[start of Data excerpts]
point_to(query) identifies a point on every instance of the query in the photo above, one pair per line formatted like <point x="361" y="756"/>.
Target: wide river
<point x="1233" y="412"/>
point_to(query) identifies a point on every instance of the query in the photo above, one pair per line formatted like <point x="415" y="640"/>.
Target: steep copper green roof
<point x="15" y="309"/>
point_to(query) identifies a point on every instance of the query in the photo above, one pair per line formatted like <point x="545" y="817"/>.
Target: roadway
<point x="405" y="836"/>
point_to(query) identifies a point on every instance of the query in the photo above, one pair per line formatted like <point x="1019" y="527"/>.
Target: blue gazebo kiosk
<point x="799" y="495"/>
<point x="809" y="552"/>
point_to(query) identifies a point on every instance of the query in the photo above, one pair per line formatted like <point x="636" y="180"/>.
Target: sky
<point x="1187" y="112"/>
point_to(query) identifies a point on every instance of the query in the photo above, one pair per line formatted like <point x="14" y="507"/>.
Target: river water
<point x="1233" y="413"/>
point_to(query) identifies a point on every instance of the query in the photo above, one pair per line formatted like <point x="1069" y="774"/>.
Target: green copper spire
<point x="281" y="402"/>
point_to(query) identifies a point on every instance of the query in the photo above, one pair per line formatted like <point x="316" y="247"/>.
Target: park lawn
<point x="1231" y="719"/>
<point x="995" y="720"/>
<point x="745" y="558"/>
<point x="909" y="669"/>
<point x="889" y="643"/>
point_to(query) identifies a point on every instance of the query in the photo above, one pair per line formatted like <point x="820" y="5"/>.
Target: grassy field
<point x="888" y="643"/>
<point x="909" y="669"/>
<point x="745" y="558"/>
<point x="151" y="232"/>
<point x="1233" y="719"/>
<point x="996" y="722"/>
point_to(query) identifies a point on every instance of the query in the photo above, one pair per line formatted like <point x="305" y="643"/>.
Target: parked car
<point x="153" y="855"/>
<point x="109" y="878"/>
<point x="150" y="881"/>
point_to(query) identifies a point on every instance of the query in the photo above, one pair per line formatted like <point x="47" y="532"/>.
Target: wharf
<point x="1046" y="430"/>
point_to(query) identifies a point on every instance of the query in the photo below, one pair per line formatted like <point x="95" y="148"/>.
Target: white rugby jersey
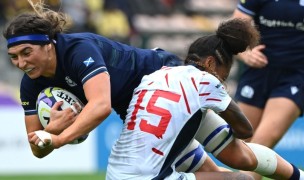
[end of Data excerpts]
• _Exercise prompt_: Gather each line above that contains the word "river", and copy every one of them out in full.

• _Output for this task_:
Target: wide river
Target: river water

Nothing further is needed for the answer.